# [Exercise details]
Pull out every one of the lines below and reproduce each one verbatim, changing nothing.

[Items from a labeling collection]
++++++++

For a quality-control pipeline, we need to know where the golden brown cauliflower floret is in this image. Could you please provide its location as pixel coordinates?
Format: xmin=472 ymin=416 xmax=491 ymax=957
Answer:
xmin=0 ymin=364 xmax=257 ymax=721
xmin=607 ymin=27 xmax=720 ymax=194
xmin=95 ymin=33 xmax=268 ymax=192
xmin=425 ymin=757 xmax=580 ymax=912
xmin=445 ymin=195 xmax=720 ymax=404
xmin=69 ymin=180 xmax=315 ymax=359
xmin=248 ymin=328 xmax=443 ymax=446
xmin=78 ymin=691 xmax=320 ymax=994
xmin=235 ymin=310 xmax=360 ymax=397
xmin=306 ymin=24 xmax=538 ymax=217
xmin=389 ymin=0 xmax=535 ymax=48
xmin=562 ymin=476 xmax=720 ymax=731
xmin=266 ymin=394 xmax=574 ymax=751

++++++++

# [Output of the exercise]
For a quality-control pipeline, we need to know where the golden brown cauliflower floret is in this image. Could you please provide its location as pixel coordinates?
Format: xmin=472 ymin=416 xmax=491 ymax=957
Answer:
xmin=0 ymin=364 xmax=257 ymax=721
xmin=607 ymin=27 xmax=720 ymax=194
xmin=95 ymin=33 xmax=268 ymax=192
xmin=425 ymin=757 xmax=580 ymax=912
xmin=445 ymin=195 xmax=720 ymax=404
xmin=69 ymin=180 xmax=315 ymax=359
xmin=248 ymin=328 xmax=443 ymax=446
xmin=78 ymin=691 xmax=320 ymax=994
xmin=235 ymin=310 xmax=360 ymax=397
xmin=306 ymin=24 xmax=538 ymax=217
xmin=389 ymin=0 xmax=535 ymax=48
xmin=562 ymin=476 xmax=720 ymax=731
xmin=266 ymin=394 xmax=574 ymax=751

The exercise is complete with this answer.